## start Data shown
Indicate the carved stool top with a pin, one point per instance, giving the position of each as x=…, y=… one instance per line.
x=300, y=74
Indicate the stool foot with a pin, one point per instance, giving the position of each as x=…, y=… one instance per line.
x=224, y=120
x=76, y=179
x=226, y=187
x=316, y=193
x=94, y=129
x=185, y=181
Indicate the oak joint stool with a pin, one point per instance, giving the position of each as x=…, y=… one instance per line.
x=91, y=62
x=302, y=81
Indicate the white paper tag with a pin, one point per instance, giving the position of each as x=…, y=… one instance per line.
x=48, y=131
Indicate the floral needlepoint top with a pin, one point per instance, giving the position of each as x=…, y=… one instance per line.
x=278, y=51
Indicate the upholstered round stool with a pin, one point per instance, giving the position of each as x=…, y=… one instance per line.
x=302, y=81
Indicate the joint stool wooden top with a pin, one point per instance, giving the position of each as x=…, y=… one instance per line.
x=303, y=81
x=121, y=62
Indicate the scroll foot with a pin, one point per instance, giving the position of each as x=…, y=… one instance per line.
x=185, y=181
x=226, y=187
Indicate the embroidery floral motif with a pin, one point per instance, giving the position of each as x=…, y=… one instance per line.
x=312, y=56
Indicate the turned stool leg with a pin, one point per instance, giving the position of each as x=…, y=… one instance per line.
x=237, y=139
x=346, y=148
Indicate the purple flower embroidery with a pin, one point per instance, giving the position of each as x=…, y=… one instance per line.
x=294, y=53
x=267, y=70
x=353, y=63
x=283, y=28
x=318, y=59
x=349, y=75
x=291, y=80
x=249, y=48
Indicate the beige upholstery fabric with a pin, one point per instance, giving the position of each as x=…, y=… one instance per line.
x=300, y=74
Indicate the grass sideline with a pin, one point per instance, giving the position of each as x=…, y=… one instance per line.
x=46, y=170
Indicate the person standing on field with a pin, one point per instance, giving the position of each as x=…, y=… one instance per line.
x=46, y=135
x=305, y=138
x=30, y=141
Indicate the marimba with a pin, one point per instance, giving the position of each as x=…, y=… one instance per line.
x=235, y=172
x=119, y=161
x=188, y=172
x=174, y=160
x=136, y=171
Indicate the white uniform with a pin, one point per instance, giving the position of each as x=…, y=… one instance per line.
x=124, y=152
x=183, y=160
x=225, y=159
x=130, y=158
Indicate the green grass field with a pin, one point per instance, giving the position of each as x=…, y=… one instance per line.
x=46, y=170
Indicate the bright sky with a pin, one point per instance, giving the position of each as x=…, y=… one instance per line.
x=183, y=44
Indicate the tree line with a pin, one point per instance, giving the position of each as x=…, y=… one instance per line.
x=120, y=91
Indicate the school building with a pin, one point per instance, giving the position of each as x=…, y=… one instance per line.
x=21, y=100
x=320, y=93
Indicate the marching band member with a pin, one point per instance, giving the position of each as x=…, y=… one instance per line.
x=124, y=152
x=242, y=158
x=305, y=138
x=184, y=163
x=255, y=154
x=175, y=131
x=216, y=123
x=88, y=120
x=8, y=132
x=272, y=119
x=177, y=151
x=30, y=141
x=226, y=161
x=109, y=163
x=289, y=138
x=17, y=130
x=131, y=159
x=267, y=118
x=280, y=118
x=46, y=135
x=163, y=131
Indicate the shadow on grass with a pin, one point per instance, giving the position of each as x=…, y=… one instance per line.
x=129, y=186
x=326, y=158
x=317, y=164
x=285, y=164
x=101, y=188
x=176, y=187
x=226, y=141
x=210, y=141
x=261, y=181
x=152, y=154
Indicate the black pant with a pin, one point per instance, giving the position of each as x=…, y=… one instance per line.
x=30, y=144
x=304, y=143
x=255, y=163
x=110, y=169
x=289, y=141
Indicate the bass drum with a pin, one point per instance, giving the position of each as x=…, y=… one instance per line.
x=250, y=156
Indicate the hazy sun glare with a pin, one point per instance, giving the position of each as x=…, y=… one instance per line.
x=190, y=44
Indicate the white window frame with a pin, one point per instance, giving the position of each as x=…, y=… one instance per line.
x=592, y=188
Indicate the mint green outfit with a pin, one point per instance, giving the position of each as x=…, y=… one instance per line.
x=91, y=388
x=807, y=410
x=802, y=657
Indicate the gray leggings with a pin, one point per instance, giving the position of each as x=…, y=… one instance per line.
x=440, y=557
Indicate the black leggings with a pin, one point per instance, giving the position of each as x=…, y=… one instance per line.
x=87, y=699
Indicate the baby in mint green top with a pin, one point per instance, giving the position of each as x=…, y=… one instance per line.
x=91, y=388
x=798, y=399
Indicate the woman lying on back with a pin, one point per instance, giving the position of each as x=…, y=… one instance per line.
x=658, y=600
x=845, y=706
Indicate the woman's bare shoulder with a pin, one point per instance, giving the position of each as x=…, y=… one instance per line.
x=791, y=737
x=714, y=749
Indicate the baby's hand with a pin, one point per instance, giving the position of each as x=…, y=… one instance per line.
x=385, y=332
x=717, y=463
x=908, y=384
## end Data shown
◆ **Instructions to follow**
Edit the lines above by replacing "with a pin" with "with a dot" wherever it occurs, and leave everything else unchanged.

◆ **Correct answer**
Indicate the carved stool top with a dot, one point per instance, giving the position of each as x=…, y=… one instance per line.
x=300, y=74
Indicate the stool foot with a dot, one point per instance, giving the position of each as x=…, y=… one instance per line.
x=224, y=120
x=76, y=179
x=226, y=187
x=316, y=193
x=94, y=129
x=185, y=181
Indicate the oak joint stool with a dot, one point per instance, giving the position of each as x=…, y=… one instance per line.
x=91, y=62
x=302, y=81
Indicate the white paper tag with a dot, one point per instance, giving the position of each as x=…, y=… one instance per line.
x=48, y=131
Indicate the floral needlepoint top with a dot, one point per instance, giving the position of each as x=…, y=… one instance per line.
x=278, y=51
Indicate the upholstered round stool with a dot, one point per instance, giving the position of each as x=…, y=… one instance per line.
x=302, y=81
Indicate the joint stool wooden top with a dot, one point per instance, giving the position of each as x=…, y=… one instance per line.
x=303, y=81
x=121, y=62
Indicate the scroll foot with a dot, one point per instance, giving the position of each as x=…, y=… one instance per line.
x=185, y=181
x=226, y=187
Indicate the embroidery floral motif with a dot, one point per instance, giving the position of each as x=…, y=… one instance per line.
x=312, y=56
Indicate the turned stool leg with a dot, one point per instance, giving the position of each as x=…, y=… one instance per line.
x=237, y=139
x=346, y=148
Indicate the purple flower embroidery with a dot, one point per instance, giving the position of each as x=…, y=… one instance per line.
x=294, y=53
x=267, y=70
x=353, y=63
x=283, y=28
x=318, y=59
x=349, y=75
x=291, y=80
x=249, y=48
Indicate the beige upholstery fabric with a dot, one point per instance, giving the position of each as x=…, y=… one instance per line.
x=300, y=74
Indicate the grass sideline with a dot, one point per instance, giving the position of each as x=…, y=… one instance per line.
x=46, y=170
Indicate the person standing on field with a dot, one point per instance, giving the position of each as x=…, y=… one instance per line.
x=46, y=135
x=305, y=138
x=30, y=141
Indicate the marimba with a dot, one point per instance, giving the position of each as x=…, y=… one instance per line.
x=235, y=172
x=119, y=161
x=188, y=172
x=174, y=160
x=136, y=171
Indicate the white uniform with a dot, one point per instance, giving the position of each as x=…, y=… one instance per line.
x=124, y=152
x=183, y=160
x=225, y=159
x=130, y=158
Indicate the green grass field with a dot, one point per instance, giving the position of each as x=…, y=… one instance per line.
x=46, y=170
Indicate the bright sky with a dot, one point per instance, giving the position of each as x=…, y=… one instance per line.
x=183, y=44
Indicate the tree line with a dot, one point per instance, giving the position of each as x=…, y=… one instance per line.
x=120, y=91
Indicate the school building with a dot, one point per instance, giving the position of each as x=…, y=… one instance per line.
x=21, y=100
x=320, y=93
Indicate the marching band member with a dot, one point per instance, giving the position of each as x=…, y=… one instance per line.
x=124, y=152
x=242, y=158
x=305, y=138
x=184, y=163
x=255, y=154
x=175, y=131
x=216, y=123
x=88, y=120
x=8, y=132
x=272, y=119
x=177, y=151
x=30, y=141
x=226, y=161
x=109, y=163
x=289, y=138
x=17, y=130
x=131, y=159
x=267, y=118
x=280, y=118
x=46, y=135
x=163, y=131
Indicate the shadow on grass with a dot, one point per instance, giving the position of each as x=…, y=… one instance per line.
x=129, y=186
x=326, y=158
x=317, y=164
x=285, y=164
x=101, y=188
x=176, y=187
x=226, y=141
x=210, y=141
x=261, y=181
x=152, y=154
Indicate the black pant with a dot, one point per instance, giving the position of each as x=…, y=… one instance per line.
x=30, y=144
x=304, y=143
x=255, y=163
x=110, y=169
x=289, y=141
Indicate the bass drum with a dot, one point per instance, giving the position of each as x=…, y=… one instance per line.
x=250, y=156
Indicate the hazy sun glare with a dot, one point per instance, giving the position of each as x=…, y=… one instance per line.
x=190, y=44
Indicate the white window frame with a dot, one point per instance, giving the position of each as x=…, y=… one instance per line.
x=592, y=188
Indicate the mint green outfit with a dot, one point per instance, giving the position of each as x=…, y=… one instance per line.
x=91, y=388
x=807, y=410
x=802, y=657
Indicate the gray leggings with a dot, one point per instance, giving the position of each as x=…, y=… one instance per line.
x=440, y=557
Indicate the black leggings with a dot, one point per instance, giving the position of each as x=…, y=… one instance per line.
x=87, y=699
Indicate the baby in mint green top with a dot, one point per instance, giving the position of each as x=…, y=… one instance per line.
x=91, y=388
x=798, y=399
Indicate the woman lying on back with a dot, one point per instance, giving the position of each as x=…, y=… one instance per line.
x=658, y=600
x=845, y=706
Indicate the woman's bare shoulder with a dot, one point per instance, giving the position of each as x=…, y=… one instance per line.
x=791, y=737
x=714, y=749
Indicate the baby's hand with a dot, one point per instance, giving the position of each as x=…, y=… one instance per line.
x=385, y=332
x=717, y=463
x=908, y=384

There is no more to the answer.